Task A |
Which lines of the entries below contain the string "http"? Pull out each of those lines in full.

Selected text |
· · · · ·
# ARMA model/IIR filter in state space

1. Sep 28, 2013

### divB

1. The problem statement, all variables and given/known data

Write an IIR (or ARMA) model in state space representation:

2. Relevant equations

$$y(k) = b_1 y(k-1) + \cdots + b_p y(k-p) + a_0 u(k) + \cdots + a_r u(k-r)$$

3. The attempt at a solution

I found much info how to write it in space state representation but no explanation how to get there. The main problem is how to choose the state vector and how to derive the transition matrix.

For a AR and MA only system, I found the solution (I think): The state vector is just u(k)'s or the y(k)'s: It's just the equation given. Then I used "k+1" instead of "k" in the argument and found that the transition matrix must be the identify matrix.

Can anyone tell me what the "steps" are required to get there? I am confused since I only have one equation given, but I need to come up with two equations ...

Thanks,
divB

2. Sep 29, 2013

### Päällikkö

The idea of state space is that your output (y) at time t depends only on the state of the system (x) at time t and at the input (u) at time t. Furthermore, the state of the system at time t depends only on the state at time t-1 and the input at t-1. This is to say,
y(t) = Cx(t) + Du(t),
x(t) = Ax(t-1) + Bu(t-1)
· · · · ·
Source material |
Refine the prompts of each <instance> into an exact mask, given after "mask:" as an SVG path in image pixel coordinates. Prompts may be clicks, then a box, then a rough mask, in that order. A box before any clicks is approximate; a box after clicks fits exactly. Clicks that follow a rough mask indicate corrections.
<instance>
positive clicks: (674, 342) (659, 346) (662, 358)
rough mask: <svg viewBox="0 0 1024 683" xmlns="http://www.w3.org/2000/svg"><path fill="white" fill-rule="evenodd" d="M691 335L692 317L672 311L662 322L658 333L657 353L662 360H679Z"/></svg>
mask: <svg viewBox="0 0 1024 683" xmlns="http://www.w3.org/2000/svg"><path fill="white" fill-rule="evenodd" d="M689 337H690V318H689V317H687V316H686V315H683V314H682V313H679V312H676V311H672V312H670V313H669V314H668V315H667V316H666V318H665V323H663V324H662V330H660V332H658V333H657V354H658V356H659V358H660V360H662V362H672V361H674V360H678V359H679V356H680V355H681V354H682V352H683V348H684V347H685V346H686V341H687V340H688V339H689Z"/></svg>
· · · · ·
Task B |
What does the forum thread on writing an ARMA model in state space say from "Write an IIR" down to "the transition matrix."? Quote that stretch word for word.

Problem solution A |
rough mask: <svg viewBox="0 0 1024 683" xmlns="http://www.w3.org/2000/svg"><path fill="white" fill-rule="evenodd" d="M691 335L692 317L672 311L662 322L658 333L657 353L662 360H679Z"/></svg>
mask: <svg viewBox="0 0 1024 683" xmlns="http://www.w3.org/2000/svg"><path fill="white" fill-rule="evenodd" d="M689 337H690V318H689V317H687V316H686V315H683V314H682V313H679V312H676V311H672V312H670V313H669V314H668V315H667V316H666V318H665V323H663V324H662V330H660V332H658V333H657V354H658V356H659V358H660V360H662V362H672V361H674V360H678V359H679V356H680V355H681V354H682V352H683V348H684V347H685V346H686V341H687V340H688V339H689Z"/></svg>

Problem solution B |
Write an IIR (or ARMA) model in state space representation:

2. Relevant equations

$$y(k) = b_1 y(k-1) + \cdots + b_p y(k-p) + a_0 u(k) + \cdots + a_r u(k-r)$$

3. The attempt at a solution

I found much info how to write it in space state representation but no explanation how to get there. The main problem is how to choose the state vector and how to derive the transition matrix.